## DESCRIPTION OF THE TASK
Everything before the line containing "rough mask: <svg" stays out; print that line and all lines below it through the last, exactly.

## TASK INPUT
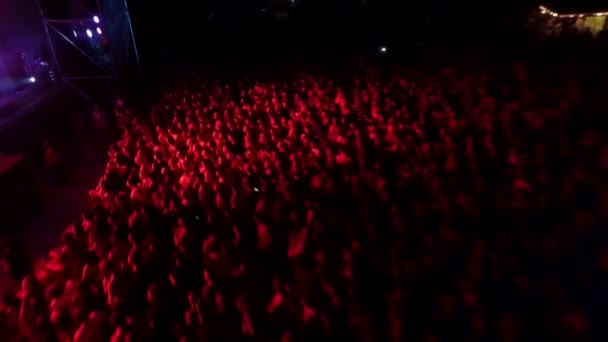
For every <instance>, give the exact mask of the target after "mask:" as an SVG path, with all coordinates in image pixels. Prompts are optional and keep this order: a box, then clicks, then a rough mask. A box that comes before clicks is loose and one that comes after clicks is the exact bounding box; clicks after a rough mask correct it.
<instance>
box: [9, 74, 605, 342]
mask: <svg viewBox="0 0 608 342" xmlns="http://www.w3.org/2000/svg"><path fill="white" fill-rule="evenodd" d="M585 96H586V95H585V93H584V92H582V91H581V89H580V88H579V87H578V85H577V84H576V82H574V81H573V80H572V79H568V78H562V79H560V80H558V81H556V82H552V83H549V82H544V81H543V79H538V78H535V77H534V76H532V75H531V73H530V72H529V70H528V69H527V68H526V67H525V66H524V65H512V66H510V67H509V68H506V69H503V70H497V71H492V72H488V71H470V72H465V71H461V70H451V69H444V70H441V71H439V72H433V73H431V72H417V71H415V70H397V69H395V70H392V71H391V72H388V73H386V72H380V71H369V72H364V73H361V74H353V75H350V76H348V77H337V76H336V77H330V76H320V75H312V74H299V75H296V76H294V77H290V78H288V79H287V78H284V79H283V80H274V81H272V82H270V81H268V82H266V81H264V82H262V81H259V80H258V81H256V80H254V79H247V78H243V79H242V80H239V81H231V82H222V81H219V80H214V79H210V78H208V77H204V76H201V75H196V76H193V77H191V78H189V79H187V80H184V81H182V82H179V83H177V84H175V85H173V86H172V87H169V88H166V89H164V95H163V97H162V99H161V100H160V101H159V102H158V104H157V105H156V106H155V107H154V108H153V109H152V110H151V112H150V113H149V114H148V115H133V114H132V113H131V114H129V115H127V114H126V112H127V111H126V110H125V109H124V108H123V107H122V106H119V107H117V114H118V115H119V120H118V121H119V124H120V126H121V128H122V132H123V133H122V136H121V138H120V139H118V141H117V142H116V143H114V144H113V145H112V147H111V149H110V152H109V159H110V160H109V162H108V163H107V167H106V171H105V175H104V176H103V177H102V179H101V180H100V182H99V184H98V186H97V187H96V188H95V189H94V190H92V191H91V192H90V206H89V210H87V211H86V212H85V213H84V214H83V215H82V218H81V219H80V220H79V221H78V222H76V223H75V224H73V225H71V226H69V227H68V228H67V229H66V230H65V233H64V234H63V243H62V245H61V246H60V247H59V248H57V249H56V250H53V251H52V252H51V253H50V255H49V256H48V257H47V258H45V259H44V260H41V261H39V262H37V263H35V265H34V267H33V271H32V272H31V273H30V274H28V275H26V276H24V277H23V279H22V286H21V289H20V291H18V292H14V293H11V292H8V293H5V294H4V296H3V297H2V299H3V301H2V302H3V305H2V319H1V320H0V322H1V323H2V325H3V326H2V331H3V335H4V337H7V338H8V336H14V340H17V341H21V340H34V341H72V340H73V341H106V340H111V341H151V340H159V341H199V340H201V339H210V340H226V339H231V338H238V337H245V336H250V337H251V336H253V337H255V338H258V339H260V340H271V341H291V340H294V341H298V340H311V339H313V338H320V337H328V336H329V337H334V338H344V339H346V340H354V341H357V340H361V341H376V340H377V341H384V340H388V341H403V340H424V341H436V340H470V341H475V340H482V339H486V340H487V339H492V340H504V341H516V340H532V339H535V340H536V339H539V338H543V339H551V340H556V341H557V340H563V339H571V338H575V339H579V338H583V337H584V336H599V333H601V330H602V329H601V328H602V323H603V322H604V321H605V313H604V312H603V308H604V307H605V305H606V304H608V296H607V295H606V293H608V292H606V291H605V290H606V284H607V283H606V281H607V280H608V278H606V275H605V274H606V270H607V269H608V250H606V249H605V248H604V247H605V244H604V243H605V238H606V234H605V233H604V232H603V230H602V227H603V226H602V225H603V224H604V223H606V219H607V218H608V217H607V215H606V214H607V213H608V191H607V190H608V188H607V187H606V185H607V184H606V180H607V179H606V178H605V177H604V175H605V173H606V171H607V169H608V147H607V145H606V138H605V136H603V135H602V127H601V126H598V125H594V124H592V123H593V122H595V121H593V120H594V117H595V116H594V114H593V113H601V112H602V110H603V109H602V108H599V109H598V108H595V109H593V110H592V109H590V108H589V107H588V106H587V104H586V102H585V101H586V100H587V99H586V98H585ZM604 109H605V108H604Z"/></svg>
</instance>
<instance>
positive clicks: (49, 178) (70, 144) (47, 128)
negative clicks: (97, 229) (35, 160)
mask: <svg viewBox="0 0 608 342" xmlns="http://www.w3.org/2000/svg"><path fill="white" fill-rule="evenodd" d="M58 101H59V102H60V103H65V102H63V101H62V100H61V99H59V100H58ZM79 115H80V118H79V117H78V116H79ZM83 115H87V113H86V112H85V113H83V112H77V113H76V116H73V115H71V114H69V113H61V110H58V108H57V106H56V105H55V106H54V109H53V108H52V109H51V110H50V111H49V110H43V111H42V113H37V114H33V115H31V116H28V117H23V118H21V120H19V122H17V123H14V124H13V125H11V127H10V128H8V127H3V128H2V130H1V133H2V135H3V138H2V139H0V151H4V152H5V153H6V152H11V153H18V152H22V153H27V152H28V150H30V149H31V148H32V146H38V145H40V144H41V141H44V140H45V139H47V138H51V139H53V137H57V136H60V137H62V139H54V141H57V145H58V150H59V152H60V154H61V156H62V159H63V162H64V164H65V166H66V167H67V169H68V182H67V184H66V185H65V186H63V187H60V186H59V185H58V184H57V183H56V182H55V181H54V179H53V177H52V175H51V174H50V173H49V172H48V171H47V170H45V169H44V167H43V166H42V165H37V166H36V167H35V170H34V175H35V176H34V179H33V181H34V182H36V184H38V185H39V188H40V189H41V191H42V192H43V197H44V206H43V208H42V210H40V211H39V212H34V213H32V216H33V217H31V218H30V219H29V220H28V221H29V223H27V224H26V225H25V226H24V227H21V229H20V231H21V234H20V235H21V236H22V238H23V241H24V242H25V244H26V249H27V251H28V252H30V253H31V255H32V257H33V258H34V260H36V259H38V258H40V257H43V256H45V255H46V254H48V252H49V251H50V250H51V249H53V248H55V247H57V246H58V245H59V243H60V239H61V234H62V232H63V230H64V229H65V227H66V226H67V225H69V224H71V223H73V222H75V221H76V220H77V219H78V218H79V217H80V216H81V215H82V213H83V211H84V210H85V208H86V204H87V198H88V191H89V190H91V189H93V188H94V187H95V186H96V184H97V181H98V180H99V178H100V177H101V175H102V174H103V171H104V167H105V163H106V157H107V155H106V152H105V149H103V148H98V149H95V148H93V147H92V146H93V145H94V144H95V142H94V141H91V140H90V138H89V139H86V138H85V139H83V137H82V136H80V137H79V136H76V135H74V134H71V133H73V132H74V131H75V130H74V129H73V127H74V121H75V120H81V119H82V116H83ZM5 133H6V134H5ZM90 136H92V135H90ZM14 285H16V284H15V283H14V282H13V281H12V280H11V278H10V275H9V274H8V272H6V271H5V270H3V269H1V268H0V293H1V292H3V291H4V290H6V289H7V288H10V287H12V286H14Z"/></svg>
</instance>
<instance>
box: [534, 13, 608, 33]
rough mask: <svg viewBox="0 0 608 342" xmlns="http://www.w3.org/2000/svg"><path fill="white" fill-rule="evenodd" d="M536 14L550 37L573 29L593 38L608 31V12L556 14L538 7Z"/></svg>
mask: <svg viewBox="0 0 608 342" xmlns="http://www.w3.org/2000/svg"><path fill="white" fill-rule="evenodd" d="M537 13H538V14H539V15H540V17H541V18H543V19H544V21H545V28H544V30H545V32H546V33H548V34H550V35H558V34H561V33H562V32H564V31H565V30H567V29H574V30H576V31H579V32H584V31H588V32H589V33H591V34H592V35H594V36H595V35H597V34H598V33H600V32H602V31H604V30H607V29H608V20H607V18H608V10H605V11H591V12H589V11H576V12H569V13H564V12H559V13H558V12H556V11H554V10H551V9H549V8H548V7H546V6H539V7H538V12H537Z"/></svg>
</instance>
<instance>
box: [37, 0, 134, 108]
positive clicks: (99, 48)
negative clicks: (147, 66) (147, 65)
mask: <svg viewBox="0 0 608 342" xmlns="http://www.w3.org/2000/svg"><path fill="white" fill-rule="evenodd" d="M36 2H37V5H38V9H39V11H40V15H41V17H42V21H43V25H44V31H45V36H46V42H47V47H48V53H49V56H50V60H51V63H52V65H53V69H54V70H55V72H56V74H57V76H58V79H59V81H60V82H62V83H63V84H65V85H66V86H67V87H69V88H71V89H72V90H74V91H75V92H77V93H78V94H79V95H81V96H82V97H84V98H85V99H87V100H89V101H90V102H92V103H98V102H99V101H100V97H105V98H107V96H108V95H110V96H111V95H116V91H117V90H118V86H119V82H118V81H119V76H120V75H121V74H122V73H123V72H124V71H125V70H126V69H127V68H133V67H135V68H137V70H138V71H141V64H140V59H139V52H138V49H137V44H136V41H135V33H134V32H133V26H132V23H131V17H130V13H129V7H128V4H127V1H126V0H59V1H57V0H36ZM111 93H113V94H111ZM102 94H103V95H102Z"/></svg>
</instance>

## PROBLEM SOLUTION
rough mask: <svg viewBox="0 0 608 342" xmlns="http://www.w3.org/2000/svg"><path fill="white" fill-rule="evenodd" d="M536 14L550 37L573 29L593 38L608 31V12L556 14L538 7Z"/></svg>
mask: <svg viewBox="0 0 608 342" xmlns="http://www.w3.org/2000/svg"><path fill="white" fill-rule="evenodd" d="M537 13H538V14H539V15H540V17H541V18H543V19H544V21H545V28H544V30H545V32H546V33H548V34H550V35H558V34H561V33H562V32H564V31H565V30H567V29H574V30H576V31H579V32H584V31H588V32H589V33H591V34H592V35H594V36H595V35H597V34H598V33H600V32H602V31H604V30H607V29H608V20H607V18H608V10H605V11H591V12H589V11H576V12H569V13H564V12H559V13H558V12H556V11H554V10H551V9H549V8H548V7H546V6H539V7H538V12H537Z"/></svg>
</instance>
<instance>
box: [37, 0, 134, 108]
positive clicks: (99, 48)
negative clicks: (147, 66) (147, 65)
mask: <svg viewBox="0 0 608 342" xmlns="http://www.w3.org/2000/svg"><path fill="white" fill-rule="evenodd" d="M36 2H37V5H38V9H39V11H40V15H41V17H42V21H43V25H44V31H45V36H46V42H47V47H48V53H49V56H50V60H51V63H52V65H53V69H54V70H55V72H56V74H57V76H58V79H59V81H60V82H62V83H63V84H65V85H66V86H67V87H69V88H71V89H72V90H74V91H75V92H77V93H78V94H79V95H81V96H82V97H84V98H85V99H87V100H89V101H90V102H92V103H98V102H99V101H100V97H105V98H107V96H108V95H110V96H111V95H116V91H117V90H118V86H119V82H118V81H119V76H120V75H121V74H122V73H123V72H124V71H125V70H126V69H127V68H133V67H135V68H137V70H138V71H141V64H140V59H139V52H138V49H137V44H136V41H135V33H134V32H133V26H132V23H131V17H130V13H129V7H128V4H127V1H126V0H59V1H57V0H36ZM111 93H113V94H111ZM102 94H103V95H102Z"/></svg>
</instance>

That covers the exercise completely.